## Text passage
= = = = =

Huonville and Dodges Ferry


Camping in Huonville is always a pleasure. It is one of, if not the, most beautiful camp sites we have stayed in. That is why we returned after our house sit in Blackmans Bay.

Camping in Huonville, not too shabby

The camp site is bordered by the Mountain River, a tributary of the Huon River. The point where it joins the mightly Huon is a perfect spot for an evening contemplation with a glass of wine.

This was our contemplation spot each night
Brewing up a pot of tea at sunrise was also a pleasure in this place. It has an extensive camp kitchen but we chose to do this instead for some reason.


Huonville is good for so many things. The Mountain River has Platypus which we love to see.

One of the 3 or 4 Platypus in Mountain River

It also has some remarkable night skies, usually. This time there was more cloud that when we were here previously.

Moonrise over our camping spot, that is our tent on the left.
The light through the clouds gave the sky a glow I’d not seen before
I was lucky enough to catch a shooting star
The mist over the mountains surrounding the site provided an eeire look one morning.

Misty mountain mist over the misty mountains in the mist on a misty morning
Kids messing about in the river

DS Cafe

DS Cafe in Huonville became our breakfast/lunch spot a few times. It had an eclectic collection of Mona Lisa interpretations.

DS Cafe Hounville
A Da Vinci of Mona Lisas
Some of my favourite variations
Picture in the boys toilet, no nonsense Aussie message. Love it.

= = = = =

Extracted records:
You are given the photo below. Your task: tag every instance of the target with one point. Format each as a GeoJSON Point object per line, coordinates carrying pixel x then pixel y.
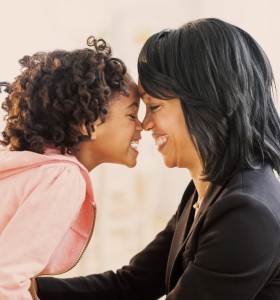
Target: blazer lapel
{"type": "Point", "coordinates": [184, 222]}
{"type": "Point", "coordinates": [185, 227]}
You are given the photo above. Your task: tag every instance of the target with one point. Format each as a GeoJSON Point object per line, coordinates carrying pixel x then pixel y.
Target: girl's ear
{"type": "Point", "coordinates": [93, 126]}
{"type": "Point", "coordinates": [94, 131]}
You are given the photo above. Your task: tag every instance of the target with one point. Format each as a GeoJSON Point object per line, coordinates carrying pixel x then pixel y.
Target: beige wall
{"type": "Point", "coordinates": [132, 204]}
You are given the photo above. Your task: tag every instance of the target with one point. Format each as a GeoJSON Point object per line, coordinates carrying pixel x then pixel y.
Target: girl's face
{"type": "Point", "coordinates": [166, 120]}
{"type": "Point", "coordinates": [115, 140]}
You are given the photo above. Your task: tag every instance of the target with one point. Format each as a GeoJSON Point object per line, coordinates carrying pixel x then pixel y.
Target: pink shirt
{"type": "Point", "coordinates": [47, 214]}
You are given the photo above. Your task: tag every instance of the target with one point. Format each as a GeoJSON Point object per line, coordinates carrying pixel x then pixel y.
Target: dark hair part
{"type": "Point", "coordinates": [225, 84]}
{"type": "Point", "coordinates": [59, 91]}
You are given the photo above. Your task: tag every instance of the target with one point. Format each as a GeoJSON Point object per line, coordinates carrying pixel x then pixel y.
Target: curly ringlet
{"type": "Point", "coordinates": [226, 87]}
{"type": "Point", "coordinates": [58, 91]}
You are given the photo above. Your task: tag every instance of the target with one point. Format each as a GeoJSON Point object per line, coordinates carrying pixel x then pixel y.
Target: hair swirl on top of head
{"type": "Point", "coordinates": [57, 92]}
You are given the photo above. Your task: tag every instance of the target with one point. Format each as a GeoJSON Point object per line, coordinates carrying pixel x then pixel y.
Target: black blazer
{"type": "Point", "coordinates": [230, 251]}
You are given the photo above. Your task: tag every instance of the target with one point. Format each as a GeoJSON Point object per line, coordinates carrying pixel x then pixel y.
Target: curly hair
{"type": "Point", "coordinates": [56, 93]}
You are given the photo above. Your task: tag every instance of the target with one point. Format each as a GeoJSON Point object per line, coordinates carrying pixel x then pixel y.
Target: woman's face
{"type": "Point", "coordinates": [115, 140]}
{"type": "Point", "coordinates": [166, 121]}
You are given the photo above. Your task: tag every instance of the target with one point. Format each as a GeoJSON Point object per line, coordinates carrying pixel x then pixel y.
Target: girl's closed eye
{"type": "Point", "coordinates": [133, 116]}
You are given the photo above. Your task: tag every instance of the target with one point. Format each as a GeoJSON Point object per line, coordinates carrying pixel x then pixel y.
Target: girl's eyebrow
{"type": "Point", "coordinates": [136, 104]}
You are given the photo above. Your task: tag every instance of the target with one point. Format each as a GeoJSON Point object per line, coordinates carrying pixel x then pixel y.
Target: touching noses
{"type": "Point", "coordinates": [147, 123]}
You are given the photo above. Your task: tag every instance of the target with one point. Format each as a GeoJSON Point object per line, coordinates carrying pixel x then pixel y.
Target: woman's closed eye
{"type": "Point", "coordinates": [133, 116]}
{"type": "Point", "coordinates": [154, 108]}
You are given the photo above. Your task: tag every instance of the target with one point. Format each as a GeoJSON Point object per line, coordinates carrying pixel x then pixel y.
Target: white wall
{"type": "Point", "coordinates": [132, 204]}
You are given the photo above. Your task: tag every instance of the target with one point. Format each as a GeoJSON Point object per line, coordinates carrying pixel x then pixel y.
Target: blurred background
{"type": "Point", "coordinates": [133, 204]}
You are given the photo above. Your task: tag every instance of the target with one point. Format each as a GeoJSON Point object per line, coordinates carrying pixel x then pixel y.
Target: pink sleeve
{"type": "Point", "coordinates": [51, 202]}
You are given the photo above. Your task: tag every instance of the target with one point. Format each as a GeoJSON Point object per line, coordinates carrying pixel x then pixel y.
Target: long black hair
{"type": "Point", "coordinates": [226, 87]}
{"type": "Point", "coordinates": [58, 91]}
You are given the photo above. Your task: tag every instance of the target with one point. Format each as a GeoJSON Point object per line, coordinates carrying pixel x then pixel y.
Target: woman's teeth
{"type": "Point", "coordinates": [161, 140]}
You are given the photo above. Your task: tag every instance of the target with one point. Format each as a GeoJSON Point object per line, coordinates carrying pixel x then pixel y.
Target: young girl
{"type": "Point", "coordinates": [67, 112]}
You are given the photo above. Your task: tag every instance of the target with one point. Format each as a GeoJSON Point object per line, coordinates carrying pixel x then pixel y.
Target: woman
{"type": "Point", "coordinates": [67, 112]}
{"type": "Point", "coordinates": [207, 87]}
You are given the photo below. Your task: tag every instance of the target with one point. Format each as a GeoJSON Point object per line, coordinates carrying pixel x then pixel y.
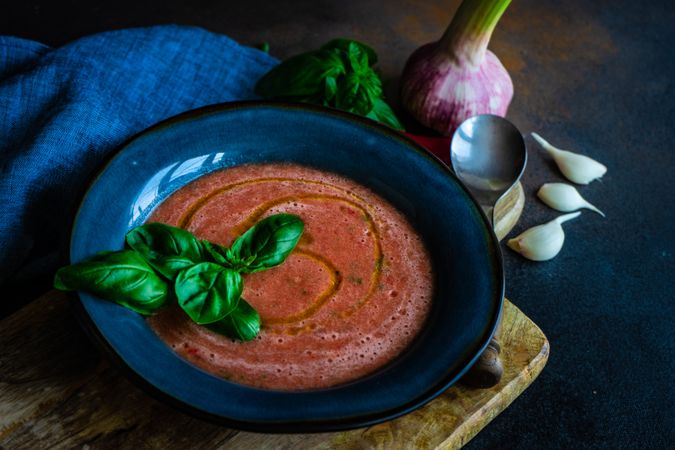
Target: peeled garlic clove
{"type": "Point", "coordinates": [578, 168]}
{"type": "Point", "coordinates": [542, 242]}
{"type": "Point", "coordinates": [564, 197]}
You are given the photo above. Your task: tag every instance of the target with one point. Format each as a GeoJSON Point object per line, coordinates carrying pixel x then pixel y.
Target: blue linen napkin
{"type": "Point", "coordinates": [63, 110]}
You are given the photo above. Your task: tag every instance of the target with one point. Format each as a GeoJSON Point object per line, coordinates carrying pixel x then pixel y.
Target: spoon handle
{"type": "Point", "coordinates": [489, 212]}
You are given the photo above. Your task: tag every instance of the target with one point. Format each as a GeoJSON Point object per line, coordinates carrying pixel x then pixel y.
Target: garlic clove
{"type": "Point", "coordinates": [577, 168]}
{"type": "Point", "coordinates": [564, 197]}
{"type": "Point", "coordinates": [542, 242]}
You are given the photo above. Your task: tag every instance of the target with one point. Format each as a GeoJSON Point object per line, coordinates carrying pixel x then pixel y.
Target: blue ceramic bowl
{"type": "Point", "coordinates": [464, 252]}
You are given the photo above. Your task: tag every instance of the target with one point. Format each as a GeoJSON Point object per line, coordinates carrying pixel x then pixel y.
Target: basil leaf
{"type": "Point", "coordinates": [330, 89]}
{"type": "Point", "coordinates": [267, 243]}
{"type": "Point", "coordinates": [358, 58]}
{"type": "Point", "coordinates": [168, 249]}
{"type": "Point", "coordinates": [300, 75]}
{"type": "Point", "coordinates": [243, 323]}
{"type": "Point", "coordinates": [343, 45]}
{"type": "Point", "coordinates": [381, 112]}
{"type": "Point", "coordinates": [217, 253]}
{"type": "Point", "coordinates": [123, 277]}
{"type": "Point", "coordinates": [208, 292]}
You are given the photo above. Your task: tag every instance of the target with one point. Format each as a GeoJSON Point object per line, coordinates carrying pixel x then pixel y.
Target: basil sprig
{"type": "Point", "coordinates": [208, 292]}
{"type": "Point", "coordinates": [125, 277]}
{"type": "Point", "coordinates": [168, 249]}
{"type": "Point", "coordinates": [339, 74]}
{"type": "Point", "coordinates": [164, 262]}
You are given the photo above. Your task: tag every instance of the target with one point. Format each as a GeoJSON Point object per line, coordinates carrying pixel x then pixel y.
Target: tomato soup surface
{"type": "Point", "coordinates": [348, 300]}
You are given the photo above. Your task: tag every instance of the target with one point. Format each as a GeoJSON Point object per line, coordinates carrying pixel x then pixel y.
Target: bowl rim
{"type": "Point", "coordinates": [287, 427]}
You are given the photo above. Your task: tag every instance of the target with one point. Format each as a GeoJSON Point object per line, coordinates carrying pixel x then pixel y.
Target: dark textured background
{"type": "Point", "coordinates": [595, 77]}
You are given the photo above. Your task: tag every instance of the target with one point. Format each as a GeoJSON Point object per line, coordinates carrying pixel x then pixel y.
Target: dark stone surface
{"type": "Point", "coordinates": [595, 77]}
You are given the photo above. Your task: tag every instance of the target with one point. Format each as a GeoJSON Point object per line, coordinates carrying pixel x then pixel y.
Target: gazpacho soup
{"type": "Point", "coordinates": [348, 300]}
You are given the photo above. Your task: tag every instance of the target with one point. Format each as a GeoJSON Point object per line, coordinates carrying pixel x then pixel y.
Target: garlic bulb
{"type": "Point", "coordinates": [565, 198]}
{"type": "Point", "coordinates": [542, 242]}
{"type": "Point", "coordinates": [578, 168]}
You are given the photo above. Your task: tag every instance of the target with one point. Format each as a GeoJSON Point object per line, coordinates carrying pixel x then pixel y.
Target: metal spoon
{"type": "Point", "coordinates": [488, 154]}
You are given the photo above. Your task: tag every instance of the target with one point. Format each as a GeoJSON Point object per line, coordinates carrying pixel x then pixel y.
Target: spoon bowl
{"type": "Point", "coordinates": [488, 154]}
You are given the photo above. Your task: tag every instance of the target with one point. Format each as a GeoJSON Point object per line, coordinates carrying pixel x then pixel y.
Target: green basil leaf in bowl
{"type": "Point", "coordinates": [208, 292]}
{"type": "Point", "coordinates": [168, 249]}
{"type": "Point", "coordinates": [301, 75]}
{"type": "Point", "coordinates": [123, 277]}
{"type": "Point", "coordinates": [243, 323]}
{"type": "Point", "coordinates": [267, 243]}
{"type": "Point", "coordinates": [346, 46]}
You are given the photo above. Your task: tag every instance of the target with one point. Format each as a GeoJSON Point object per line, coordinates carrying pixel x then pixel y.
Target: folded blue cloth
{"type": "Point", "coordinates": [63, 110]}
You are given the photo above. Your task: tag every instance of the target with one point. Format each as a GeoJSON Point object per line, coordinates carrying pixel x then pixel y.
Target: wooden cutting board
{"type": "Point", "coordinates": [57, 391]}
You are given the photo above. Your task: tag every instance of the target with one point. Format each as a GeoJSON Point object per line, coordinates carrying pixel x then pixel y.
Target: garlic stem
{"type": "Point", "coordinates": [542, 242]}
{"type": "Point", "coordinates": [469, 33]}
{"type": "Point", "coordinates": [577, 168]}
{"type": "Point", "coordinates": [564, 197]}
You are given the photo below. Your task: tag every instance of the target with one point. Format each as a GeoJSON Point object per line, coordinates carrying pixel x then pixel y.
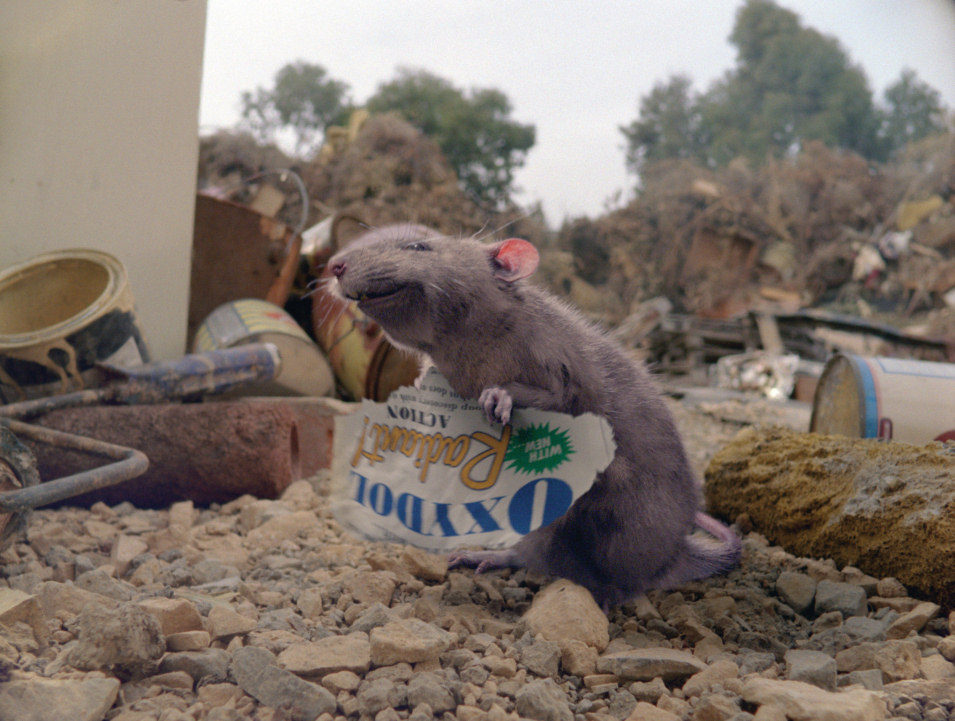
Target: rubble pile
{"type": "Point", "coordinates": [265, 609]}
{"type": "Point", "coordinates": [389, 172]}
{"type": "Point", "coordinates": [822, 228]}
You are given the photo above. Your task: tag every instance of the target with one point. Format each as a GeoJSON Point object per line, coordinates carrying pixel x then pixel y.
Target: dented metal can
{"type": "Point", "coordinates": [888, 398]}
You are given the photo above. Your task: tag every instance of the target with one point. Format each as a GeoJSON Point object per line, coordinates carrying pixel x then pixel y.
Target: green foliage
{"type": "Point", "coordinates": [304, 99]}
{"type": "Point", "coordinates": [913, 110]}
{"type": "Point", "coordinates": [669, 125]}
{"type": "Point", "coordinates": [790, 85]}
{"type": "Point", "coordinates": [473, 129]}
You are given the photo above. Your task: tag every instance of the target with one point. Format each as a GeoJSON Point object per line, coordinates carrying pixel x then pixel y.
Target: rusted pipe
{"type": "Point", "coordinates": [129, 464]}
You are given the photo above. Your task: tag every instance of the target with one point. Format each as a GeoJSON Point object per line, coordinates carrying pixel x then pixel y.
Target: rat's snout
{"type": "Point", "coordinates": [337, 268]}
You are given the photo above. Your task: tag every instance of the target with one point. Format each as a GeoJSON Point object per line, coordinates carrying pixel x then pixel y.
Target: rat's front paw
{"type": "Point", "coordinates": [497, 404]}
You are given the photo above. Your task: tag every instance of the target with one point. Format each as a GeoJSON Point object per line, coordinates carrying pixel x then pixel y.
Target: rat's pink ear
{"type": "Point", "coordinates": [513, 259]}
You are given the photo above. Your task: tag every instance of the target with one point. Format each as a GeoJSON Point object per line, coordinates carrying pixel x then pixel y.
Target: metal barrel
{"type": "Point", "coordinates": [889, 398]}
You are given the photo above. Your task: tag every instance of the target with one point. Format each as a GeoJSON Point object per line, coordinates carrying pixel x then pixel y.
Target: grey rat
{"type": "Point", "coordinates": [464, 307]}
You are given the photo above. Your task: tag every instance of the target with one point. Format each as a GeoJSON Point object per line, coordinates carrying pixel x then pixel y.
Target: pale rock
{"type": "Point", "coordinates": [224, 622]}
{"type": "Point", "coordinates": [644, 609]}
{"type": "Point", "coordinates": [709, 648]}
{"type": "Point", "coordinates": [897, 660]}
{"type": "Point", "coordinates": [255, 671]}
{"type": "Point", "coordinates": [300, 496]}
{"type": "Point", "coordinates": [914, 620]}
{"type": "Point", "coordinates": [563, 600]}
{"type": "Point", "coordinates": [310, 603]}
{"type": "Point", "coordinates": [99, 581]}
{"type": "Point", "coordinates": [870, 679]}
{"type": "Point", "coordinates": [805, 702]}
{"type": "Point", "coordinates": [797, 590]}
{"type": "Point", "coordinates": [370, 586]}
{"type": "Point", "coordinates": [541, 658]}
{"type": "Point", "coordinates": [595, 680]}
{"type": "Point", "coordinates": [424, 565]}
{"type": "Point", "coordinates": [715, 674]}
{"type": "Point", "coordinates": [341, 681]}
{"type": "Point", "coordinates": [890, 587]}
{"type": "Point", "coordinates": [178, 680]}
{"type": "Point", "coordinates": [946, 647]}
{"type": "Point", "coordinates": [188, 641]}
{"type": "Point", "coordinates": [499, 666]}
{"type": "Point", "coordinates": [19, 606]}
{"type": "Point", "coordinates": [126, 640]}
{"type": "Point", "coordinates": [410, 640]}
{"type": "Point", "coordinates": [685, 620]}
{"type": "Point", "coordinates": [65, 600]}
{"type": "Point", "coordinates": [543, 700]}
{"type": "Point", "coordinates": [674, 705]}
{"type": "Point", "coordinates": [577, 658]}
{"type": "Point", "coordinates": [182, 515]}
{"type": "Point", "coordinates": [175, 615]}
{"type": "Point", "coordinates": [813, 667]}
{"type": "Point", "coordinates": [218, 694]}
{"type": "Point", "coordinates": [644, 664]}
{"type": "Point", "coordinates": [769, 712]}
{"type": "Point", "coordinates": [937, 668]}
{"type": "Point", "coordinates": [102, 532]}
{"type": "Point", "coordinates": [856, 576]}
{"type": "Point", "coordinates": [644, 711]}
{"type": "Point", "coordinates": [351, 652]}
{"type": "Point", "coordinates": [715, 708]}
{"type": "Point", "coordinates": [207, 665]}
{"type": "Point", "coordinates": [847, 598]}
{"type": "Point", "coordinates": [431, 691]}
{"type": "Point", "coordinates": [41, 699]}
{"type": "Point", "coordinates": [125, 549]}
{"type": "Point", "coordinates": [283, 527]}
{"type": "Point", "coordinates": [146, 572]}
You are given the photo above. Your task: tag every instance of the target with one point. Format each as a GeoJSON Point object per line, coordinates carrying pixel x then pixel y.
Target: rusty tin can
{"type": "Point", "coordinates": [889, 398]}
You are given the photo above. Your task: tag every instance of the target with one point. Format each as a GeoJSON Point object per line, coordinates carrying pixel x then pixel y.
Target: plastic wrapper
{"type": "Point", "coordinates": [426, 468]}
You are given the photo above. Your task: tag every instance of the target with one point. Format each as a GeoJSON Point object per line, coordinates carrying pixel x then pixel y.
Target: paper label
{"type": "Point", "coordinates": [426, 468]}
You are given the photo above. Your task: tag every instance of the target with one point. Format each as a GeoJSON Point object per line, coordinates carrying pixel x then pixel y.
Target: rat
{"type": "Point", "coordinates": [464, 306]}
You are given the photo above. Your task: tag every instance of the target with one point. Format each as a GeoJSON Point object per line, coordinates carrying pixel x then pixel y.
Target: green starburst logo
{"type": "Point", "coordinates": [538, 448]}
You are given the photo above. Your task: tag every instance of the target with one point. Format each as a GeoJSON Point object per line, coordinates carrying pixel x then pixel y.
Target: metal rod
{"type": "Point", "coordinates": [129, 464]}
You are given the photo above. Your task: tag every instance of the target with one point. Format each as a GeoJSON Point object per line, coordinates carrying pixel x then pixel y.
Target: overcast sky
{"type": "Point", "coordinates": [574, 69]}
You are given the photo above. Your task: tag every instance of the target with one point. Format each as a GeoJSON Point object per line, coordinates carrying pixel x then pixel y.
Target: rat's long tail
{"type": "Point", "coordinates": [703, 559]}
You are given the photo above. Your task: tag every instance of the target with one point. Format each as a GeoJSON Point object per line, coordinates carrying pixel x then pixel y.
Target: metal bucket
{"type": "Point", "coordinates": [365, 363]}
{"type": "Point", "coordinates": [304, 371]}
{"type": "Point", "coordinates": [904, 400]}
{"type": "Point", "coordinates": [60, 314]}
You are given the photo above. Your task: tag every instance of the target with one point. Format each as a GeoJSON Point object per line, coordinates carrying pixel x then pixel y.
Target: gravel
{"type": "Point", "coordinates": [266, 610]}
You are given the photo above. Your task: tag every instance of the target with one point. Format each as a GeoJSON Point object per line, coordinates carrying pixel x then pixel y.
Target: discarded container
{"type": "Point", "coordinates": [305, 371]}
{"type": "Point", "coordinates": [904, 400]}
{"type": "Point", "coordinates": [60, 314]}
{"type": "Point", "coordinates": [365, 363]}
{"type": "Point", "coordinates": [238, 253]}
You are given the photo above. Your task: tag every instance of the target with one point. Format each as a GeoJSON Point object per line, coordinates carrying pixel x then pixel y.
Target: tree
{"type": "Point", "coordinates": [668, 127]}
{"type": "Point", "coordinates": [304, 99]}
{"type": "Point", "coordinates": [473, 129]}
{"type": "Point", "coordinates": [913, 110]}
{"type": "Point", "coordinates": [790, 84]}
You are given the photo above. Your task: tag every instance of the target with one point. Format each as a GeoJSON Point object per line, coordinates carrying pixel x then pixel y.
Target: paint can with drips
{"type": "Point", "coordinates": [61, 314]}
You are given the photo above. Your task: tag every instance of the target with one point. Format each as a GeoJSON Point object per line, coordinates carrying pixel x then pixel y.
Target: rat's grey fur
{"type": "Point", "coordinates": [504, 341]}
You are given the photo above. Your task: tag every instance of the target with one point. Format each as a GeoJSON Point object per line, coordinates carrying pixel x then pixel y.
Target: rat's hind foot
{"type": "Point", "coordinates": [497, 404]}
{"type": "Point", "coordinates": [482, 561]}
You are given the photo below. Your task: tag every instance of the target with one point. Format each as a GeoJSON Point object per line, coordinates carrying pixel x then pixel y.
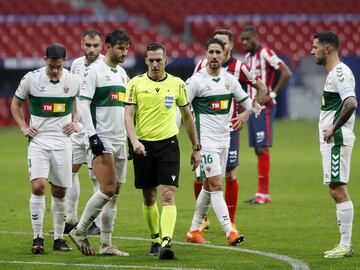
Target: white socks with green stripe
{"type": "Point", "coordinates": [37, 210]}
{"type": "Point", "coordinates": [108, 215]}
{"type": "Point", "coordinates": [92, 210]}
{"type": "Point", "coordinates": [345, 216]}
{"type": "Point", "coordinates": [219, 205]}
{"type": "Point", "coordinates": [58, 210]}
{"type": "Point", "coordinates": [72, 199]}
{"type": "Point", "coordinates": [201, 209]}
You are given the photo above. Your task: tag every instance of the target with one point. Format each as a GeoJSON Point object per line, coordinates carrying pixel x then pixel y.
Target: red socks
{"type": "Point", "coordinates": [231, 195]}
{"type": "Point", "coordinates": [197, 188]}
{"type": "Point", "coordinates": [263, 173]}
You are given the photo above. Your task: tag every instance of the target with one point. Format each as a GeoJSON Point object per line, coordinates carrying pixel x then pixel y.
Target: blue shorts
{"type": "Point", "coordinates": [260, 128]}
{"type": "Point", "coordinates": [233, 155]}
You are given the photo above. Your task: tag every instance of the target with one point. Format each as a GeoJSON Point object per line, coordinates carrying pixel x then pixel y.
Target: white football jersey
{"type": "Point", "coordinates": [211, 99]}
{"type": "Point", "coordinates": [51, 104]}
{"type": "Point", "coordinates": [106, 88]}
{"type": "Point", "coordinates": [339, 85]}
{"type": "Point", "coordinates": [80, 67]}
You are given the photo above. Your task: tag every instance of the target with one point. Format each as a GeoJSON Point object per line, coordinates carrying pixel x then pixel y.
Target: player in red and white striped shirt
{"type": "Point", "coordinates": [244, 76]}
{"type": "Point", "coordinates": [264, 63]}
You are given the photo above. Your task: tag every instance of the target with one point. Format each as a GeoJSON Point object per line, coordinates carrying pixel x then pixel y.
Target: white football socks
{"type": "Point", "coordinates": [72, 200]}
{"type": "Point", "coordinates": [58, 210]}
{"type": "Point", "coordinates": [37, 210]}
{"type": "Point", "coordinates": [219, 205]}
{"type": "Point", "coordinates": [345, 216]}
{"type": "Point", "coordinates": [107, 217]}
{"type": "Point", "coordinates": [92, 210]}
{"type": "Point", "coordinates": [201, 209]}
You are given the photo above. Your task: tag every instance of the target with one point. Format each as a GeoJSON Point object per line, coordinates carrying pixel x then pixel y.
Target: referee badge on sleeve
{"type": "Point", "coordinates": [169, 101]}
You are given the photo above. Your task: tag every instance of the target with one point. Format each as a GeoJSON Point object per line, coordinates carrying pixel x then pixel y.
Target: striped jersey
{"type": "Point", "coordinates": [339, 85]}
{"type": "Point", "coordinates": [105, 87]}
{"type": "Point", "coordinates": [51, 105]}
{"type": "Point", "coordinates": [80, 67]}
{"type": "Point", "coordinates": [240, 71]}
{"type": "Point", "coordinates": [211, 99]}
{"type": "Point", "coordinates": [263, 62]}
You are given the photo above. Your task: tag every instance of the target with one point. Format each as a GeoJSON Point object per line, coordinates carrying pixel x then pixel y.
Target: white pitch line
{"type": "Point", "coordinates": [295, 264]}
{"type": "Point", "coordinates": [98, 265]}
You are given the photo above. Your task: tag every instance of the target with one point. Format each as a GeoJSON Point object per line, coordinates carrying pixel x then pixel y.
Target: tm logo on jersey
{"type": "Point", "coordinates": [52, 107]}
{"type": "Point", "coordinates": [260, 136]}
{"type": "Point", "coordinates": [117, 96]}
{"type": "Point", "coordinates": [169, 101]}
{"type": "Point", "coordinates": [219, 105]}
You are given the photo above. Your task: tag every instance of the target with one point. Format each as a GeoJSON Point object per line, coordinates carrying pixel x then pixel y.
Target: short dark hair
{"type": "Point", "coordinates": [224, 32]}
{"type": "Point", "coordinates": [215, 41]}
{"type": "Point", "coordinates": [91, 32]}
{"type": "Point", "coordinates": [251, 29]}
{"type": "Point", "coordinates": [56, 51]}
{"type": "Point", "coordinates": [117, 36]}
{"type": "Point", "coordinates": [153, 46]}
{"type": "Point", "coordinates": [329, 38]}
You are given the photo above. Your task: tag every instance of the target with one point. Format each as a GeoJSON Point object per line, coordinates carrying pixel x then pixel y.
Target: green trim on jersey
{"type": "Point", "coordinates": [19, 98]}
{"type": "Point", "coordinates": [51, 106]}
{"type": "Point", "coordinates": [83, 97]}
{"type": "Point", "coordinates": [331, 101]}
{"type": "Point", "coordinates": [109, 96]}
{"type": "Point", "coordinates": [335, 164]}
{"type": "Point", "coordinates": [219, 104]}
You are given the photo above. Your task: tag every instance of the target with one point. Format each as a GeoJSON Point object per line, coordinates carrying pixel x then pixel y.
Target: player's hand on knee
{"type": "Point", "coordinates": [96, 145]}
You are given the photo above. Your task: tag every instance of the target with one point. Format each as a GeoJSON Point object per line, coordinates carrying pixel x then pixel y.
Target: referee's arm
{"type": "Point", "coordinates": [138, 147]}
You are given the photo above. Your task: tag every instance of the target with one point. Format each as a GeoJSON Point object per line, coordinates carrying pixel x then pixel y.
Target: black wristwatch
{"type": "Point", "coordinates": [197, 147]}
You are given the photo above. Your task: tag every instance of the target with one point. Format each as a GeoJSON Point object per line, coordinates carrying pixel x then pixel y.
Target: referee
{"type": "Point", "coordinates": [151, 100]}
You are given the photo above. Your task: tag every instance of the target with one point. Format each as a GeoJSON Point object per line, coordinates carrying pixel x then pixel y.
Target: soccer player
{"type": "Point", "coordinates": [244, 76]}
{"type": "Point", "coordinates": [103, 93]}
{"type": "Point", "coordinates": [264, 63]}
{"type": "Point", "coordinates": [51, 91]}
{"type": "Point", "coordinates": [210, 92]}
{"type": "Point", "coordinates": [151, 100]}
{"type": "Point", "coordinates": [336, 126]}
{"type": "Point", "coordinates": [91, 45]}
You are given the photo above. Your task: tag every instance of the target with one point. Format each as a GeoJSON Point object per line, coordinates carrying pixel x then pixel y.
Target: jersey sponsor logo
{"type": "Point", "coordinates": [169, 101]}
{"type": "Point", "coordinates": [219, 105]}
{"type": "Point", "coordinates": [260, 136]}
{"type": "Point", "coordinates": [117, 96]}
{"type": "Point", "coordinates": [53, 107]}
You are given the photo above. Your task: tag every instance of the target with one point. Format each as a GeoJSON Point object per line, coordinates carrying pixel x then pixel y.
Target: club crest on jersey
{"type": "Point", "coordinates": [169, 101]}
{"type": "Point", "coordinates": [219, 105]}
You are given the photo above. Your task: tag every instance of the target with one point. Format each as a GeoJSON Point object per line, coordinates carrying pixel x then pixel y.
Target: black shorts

= = = = =

## Stated exercise 1
Summarize the Huonville travel post above in exactly two sentences.
## Stated exercise 2
Count the lines of the records above that contain the string "hair", treating case as significant, and give only the number.

## Full response 1
After a house sit in Blackmans Bay, the writers returned to camp in Huonville at a site bordered by the Mountain River, a tributary of the Huon River, and spent evenings at the spot where the two rivers join. Highlights included the platypus in the Mountain River, the night skies and a shooting star, mist over the surrounding mountains one morning, and several meals at DS Cafe, which has an eclectic collection of Mona Lisa interpretations.

## Full response 2
5